* [TEXTO DE ORIGEM]:
....

Porém, salva sempre melhor opinião que a nossa, cremos ter a sentença recorrida decidido bem a problemática que lhe fora colocada nos embargos (até por mais que uma vez, já tendo transitado, porém, o 1º despacho proferido) – pese embora se compreenda a posição incómoda em que ficam os embargantes, tendo que abrir mão do prédio onde alegadamente habitam ou pretendiam vir a habitar (isto, naturalmente, a ser verdade que pagaram já a totalidade do preço que fora estabelecido no contrato promessa de compra e venda que celebraram com a executada). Mas não seria dos mesmos terem outro tipo de cuidados que não tiveram, entregando, dessa maneira, o seu dinheiro, para mais constando do registo predial hipotecas sobre ele de montantes elevadíssimos? Pois ali estava o registo das garantias de € 2.758.875,00 e de € 111.264,47. Então, para que é que serve o registo? Para as pessoas consultarem antes de fazerem negócios. E porque é que os ora embargantes não o fizeram? Ou, se sim, e constataram que aqueles registos ali constavam, não se importaram com isso, contrataram e terão pago, na mesma, a totalidade do preço (€ 250.000,00).
Ora, se assim foi, só se poderão (e deverão) queixar, agora, de si mesmos.
Pois que outorgaram na promessa em 30 de Julho de 2013 e as garantias já estavam registadas desde 16 de Novembro de 2006 e 16 de Maio de 2013.

Por isso que, nessa altura, quando outorgaram, em 30 de Julho de 2013, já se encontrava registada a hipoteca que constitui a garantia da execução a que agora se vêm opor, em favor da exequente, mais precisamente desde o dia 16 de Novembro de 2006, embora a penhora aí efectivada seja posterior (foi registada a 25 de Março de 2014). Consequentemente, uma tal promessa posterior, ainda que com eficácia real, é inoponível na execução, e a oposição por embargos de terceiro terá que improceder, por manifestamente infundada, como se decidiu na 1ª instância (veja-se, verbi gratia, o que estatui o artigo 819º do Código Civil reportado a bens penhorados mas que se pode muito bem aplicar a bens objecto de hipoteca, por similitude de razões e circunstâncias: “Sem prejuízo das regras do registo, são inoponíveis em relação à execução os actos de disposição, oneração ou arrendamento dos bens penhorados”). Dessarte, aquela promessa de venda do prédio hipotecado, ocorrida posteriormente à sua hipoteca, não fica afectada na sua validade, simplesmente não pode ser eficazmente invocada na execução onde tal hipoteca vai ser executada, pois que a garantia traduzida na hipoteca segue o bem (sequela), embora não acarrete, para ele, a sua respectiva indisponibilidade.

E foi precisamente por isso – por considerar tanto a inoponibilidade da eficácia real da promessa de compra e venda à execução hipotecária, como a inoponibilidade do direito de retenção como fundamento para a dedução de embargos e para o levantamento da penhora – que o 1º despacho proferido em 28 de Maio de 2014 (a fls. 43 a 63 dos autos e já transitado em julgado) veio a indeferir in limine os embargos de terceiro pela sua manifesta improcedência.

....

* [DADOS APRESENTADOS]:
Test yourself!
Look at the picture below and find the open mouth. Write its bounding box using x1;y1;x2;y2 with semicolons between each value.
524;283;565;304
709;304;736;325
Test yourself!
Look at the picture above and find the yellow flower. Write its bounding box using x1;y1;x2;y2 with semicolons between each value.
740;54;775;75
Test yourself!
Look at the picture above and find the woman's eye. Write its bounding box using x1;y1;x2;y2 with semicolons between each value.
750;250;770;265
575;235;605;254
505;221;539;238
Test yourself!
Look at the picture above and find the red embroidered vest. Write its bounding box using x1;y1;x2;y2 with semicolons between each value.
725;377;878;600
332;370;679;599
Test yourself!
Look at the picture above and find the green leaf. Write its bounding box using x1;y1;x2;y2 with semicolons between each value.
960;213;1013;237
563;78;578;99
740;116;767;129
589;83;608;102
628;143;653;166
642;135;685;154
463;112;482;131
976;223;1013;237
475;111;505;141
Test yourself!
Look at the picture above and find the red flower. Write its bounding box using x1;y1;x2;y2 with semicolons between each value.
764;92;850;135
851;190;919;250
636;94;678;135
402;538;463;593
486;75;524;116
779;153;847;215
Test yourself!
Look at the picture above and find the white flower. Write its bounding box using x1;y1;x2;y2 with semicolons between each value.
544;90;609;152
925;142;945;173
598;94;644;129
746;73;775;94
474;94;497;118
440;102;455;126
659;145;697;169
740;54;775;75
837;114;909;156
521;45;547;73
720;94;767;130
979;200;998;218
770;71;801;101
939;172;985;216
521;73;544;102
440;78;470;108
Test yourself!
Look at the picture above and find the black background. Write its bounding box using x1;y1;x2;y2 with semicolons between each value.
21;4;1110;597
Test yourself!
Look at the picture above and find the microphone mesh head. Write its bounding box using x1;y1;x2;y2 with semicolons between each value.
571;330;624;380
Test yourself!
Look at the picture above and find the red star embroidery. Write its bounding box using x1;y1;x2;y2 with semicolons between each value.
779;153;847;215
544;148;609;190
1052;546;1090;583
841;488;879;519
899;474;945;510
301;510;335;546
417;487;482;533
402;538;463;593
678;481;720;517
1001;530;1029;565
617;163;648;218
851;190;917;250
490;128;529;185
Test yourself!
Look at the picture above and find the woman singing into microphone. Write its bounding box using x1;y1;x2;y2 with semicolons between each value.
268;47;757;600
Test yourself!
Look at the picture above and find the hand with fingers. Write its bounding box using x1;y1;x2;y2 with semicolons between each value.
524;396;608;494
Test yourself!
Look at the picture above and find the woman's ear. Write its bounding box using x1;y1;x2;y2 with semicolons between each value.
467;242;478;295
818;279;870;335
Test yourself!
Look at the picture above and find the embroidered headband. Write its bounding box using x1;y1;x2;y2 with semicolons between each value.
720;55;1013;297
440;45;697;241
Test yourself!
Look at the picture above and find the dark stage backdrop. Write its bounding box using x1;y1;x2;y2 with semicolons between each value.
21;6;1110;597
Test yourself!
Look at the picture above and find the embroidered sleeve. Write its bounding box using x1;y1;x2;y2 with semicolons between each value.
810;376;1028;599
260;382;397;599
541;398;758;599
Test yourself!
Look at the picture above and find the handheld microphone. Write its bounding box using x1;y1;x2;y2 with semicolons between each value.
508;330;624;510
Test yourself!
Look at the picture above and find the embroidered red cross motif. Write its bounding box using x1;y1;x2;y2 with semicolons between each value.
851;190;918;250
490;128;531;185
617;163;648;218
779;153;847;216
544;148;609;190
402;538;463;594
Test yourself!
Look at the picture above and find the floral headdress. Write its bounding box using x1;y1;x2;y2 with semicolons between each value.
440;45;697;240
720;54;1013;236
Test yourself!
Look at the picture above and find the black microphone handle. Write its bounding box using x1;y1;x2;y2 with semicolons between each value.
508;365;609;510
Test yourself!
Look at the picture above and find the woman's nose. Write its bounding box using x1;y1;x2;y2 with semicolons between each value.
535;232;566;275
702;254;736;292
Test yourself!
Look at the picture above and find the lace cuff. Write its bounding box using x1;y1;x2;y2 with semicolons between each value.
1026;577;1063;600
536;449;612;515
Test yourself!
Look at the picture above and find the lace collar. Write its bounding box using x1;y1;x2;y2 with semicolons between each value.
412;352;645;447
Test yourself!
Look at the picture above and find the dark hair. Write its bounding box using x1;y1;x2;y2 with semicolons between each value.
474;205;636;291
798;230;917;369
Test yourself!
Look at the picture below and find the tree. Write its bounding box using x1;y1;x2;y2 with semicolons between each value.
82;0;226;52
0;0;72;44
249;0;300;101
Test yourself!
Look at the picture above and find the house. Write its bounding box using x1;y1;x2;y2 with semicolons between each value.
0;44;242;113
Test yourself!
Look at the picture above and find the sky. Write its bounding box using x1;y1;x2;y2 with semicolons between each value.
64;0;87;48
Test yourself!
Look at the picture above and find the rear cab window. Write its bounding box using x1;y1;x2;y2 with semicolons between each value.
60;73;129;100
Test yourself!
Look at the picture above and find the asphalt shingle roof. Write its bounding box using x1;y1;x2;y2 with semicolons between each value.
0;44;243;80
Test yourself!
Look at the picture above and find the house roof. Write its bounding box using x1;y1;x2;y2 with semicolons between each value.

....

* [TAREFA A REALIZAR]:
Prossiga o texto sobre os embargos de terceiro e a hipoteca a partir da última frase apresentada.

* [RESPOSTA]:
Pelo que os visados, uma vez que discordavam dessa solução, deveriam ter interposto recurso desse douto despacho.
Mas não o fizeram e optaram antes por apresentar uma nova petição, “nos termos e para os efeitos do artigo 560.º do NCPC”.
Porém, estando aí em causa o indeferimento da petição “quando o pedido seja manifestamente improcedente”, na previsão do artigo 590.º, n.º 1, do CPC, verdadeiramente não havia fundamento legal para apresentar uma nova petição, mormente a dizer o mesmo, pois não haveria nada para corrigir/sanar com essa apresentação. Era inviável e continua inviável, apresentem-se quantas petições se apresentem. Para mais, vindo-se reiterar o que já se alegara antes, e tendo o juiz que ter presente o conteúdo do despacho anterior já transitado em julgado, que não poderá desrespeitar, se os fundamentos ora alegados forem os mesmos.

Consequentemente, tendo sido isso que a douta sentença recorrida veio a dizer, nada se lhe deverá censurar, não se justificando o inconformismo que os Apelantes vêm manifestar no recurso, pelo que se terá que confirmá-la agora na ordem jurídica, e assim improcedendo o presente recurso de Apelação.

Porém, a pronúncia deste Tribunal não ficaria completa – e deverá ficá-lo – se não se abordar, ainda, uma outra vertente da situação criada. Pois não será o caso dos embargantes, afinal, terem alterado a sua abordagem do pleito duma petição para a outra, introduzindo-lhe elementos distintos que possam obrigar a que o tribunal se pronuncie sem se escudar no argumento de que se vem apenas repetir a mesma coisa nas duas petições?
Pode efectivamente fazer-se aqui tal exercício, que não é despropositado.
Pois é realmente verdade que os embargantes, aproveitando o que ficou a constar daquele 1º despacho de indeferimento liminar dos embargos – de que se teria que verificar o incumprimento definitivo do contrato-promessa em ordem ao “accionamento, pelo contraente cumpridor, do mecanismo destinado a obter o pagamento da indemnização antecipadamente determinada por referência ao valor do sinal pago” (sic, a fls. 54 desse douto despacho) –, e precisamente para escudarem/fundarem o reconhecimento do seu direito de retenção, vêm agora à lide proclamar que a promitente-vendedora deixou de cumprir definitivamente o contrato-promessa (por não ter comparecido na data aprazada para a outorga do contrato definitivo) e, que, por isso, eles, promitentes-compradores, perderam o interesse no negócio, que já não querem que vá para a frente e querem, agora, o ressarcimento do seu crédito de 500 mil euros (250 mil de sinal, mais 250 mil).
E para tal ressarcimento é que invocam agora, na 2ª petição de embargos, o direito de retenção sobre o prédio em causa, que é objecto quer da promessa de compra e venda, quer da hipoteca e penhora na execução a que se opõem.

Eis a sua nova construção, que apresentam na 2ª petição dos embargos.
Mas cremos que, com a alteração, só vieram piorar a sua própria situação.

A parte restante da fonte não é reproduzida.